I went to Hong Kong a month ago, and while I will be writing about those adventures when I get time, I wanted to talk about an eye-opening (you’ll soon realize the significance of these choice of words) experience I had on the trip. I was looking up things to do in Hong Kong on Wikitravel from my hostel room there, when I stumbled across Dialogue In The Dark. It’s a one-of-a-kind of series of ‘experiential exhibitions’ across the world with the aim of increasing public awareness on issues surrounding visually impaired people in society. Intrigued, I put it on my HK itinerary.

Let me state what the concept of Dialogue in the Dark is. Essentially, its purpose is to bring about a change of perspective. A sighted person is led to pitch black rooms where locations that a person might encounter in daily life are recreated – a clothing store, a theatre, a café, a garden, a busy road intersection, a street market – and guided around by a visually impaired guide. The roles are reversed; here, it is the sighted person who is out of his/her element.

Dialogue In The Dark’s (DiD) Hong Kong chapter is in a shopping mall called The Household Center in Mei Foo, Kowloon district. It’s off the beaten track for most tourists. The mall itself is so different from the ones catering to tourists in Hong Kong (or Singapore for that matter) as it sells mostly Chinese goods; it is worth a whistlestop to see where residents go for shopping. All the while I was flitting about in the mall, never once did I see a tourist.

:: SOURCE EXCERPT ::

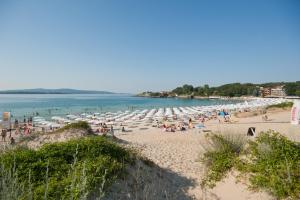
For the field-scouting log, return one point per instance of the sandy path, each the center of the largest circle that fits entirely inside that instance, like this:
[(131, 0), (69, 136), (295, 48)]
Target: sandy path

:: EXERCISE TASK ::
Continue the account of visiting Dialogue in the Dark in Hong Kong from where it stops.

:: EXERCISE RESULT ::
Anyway, I hadn’t made a booking online as I couldn’t use my Singaporean debit card in Hong Kong, so I showed up at the DiD office and enquired whether they had any tour slots for the day. At first, I was told that there were no tours being conducted in English for the day. I was disappointed that I would have to miss this as wouldn’t have any other chance to do this (at least on that trip), and to my surprise the staff called me a quarter-hour later telling they’d organized one for me.

At the start of the tour, I was handed a walking cane and introduced to my tour guide William. Over an hour-and-half he egged me on to explore my environment through my sense of touch, hearing, smell. It’s amazing how the human brain starts paying more attention to the other senses when sight is taken out of the equation. I felt leaves with my hands, trying to figure out what plant it was. I sat down on a park bench, feeling the smooth grain of the wood. “This one must be green in colour,” I told William. That was the first thing to came to mind when I thought of that texture. Almost silly, isn’t it. Above all, I felt guilty and embarrassed about saying that. How could I barge in and ‘definitely’ settle the look of an object with a person who couldn’t argue otherwise?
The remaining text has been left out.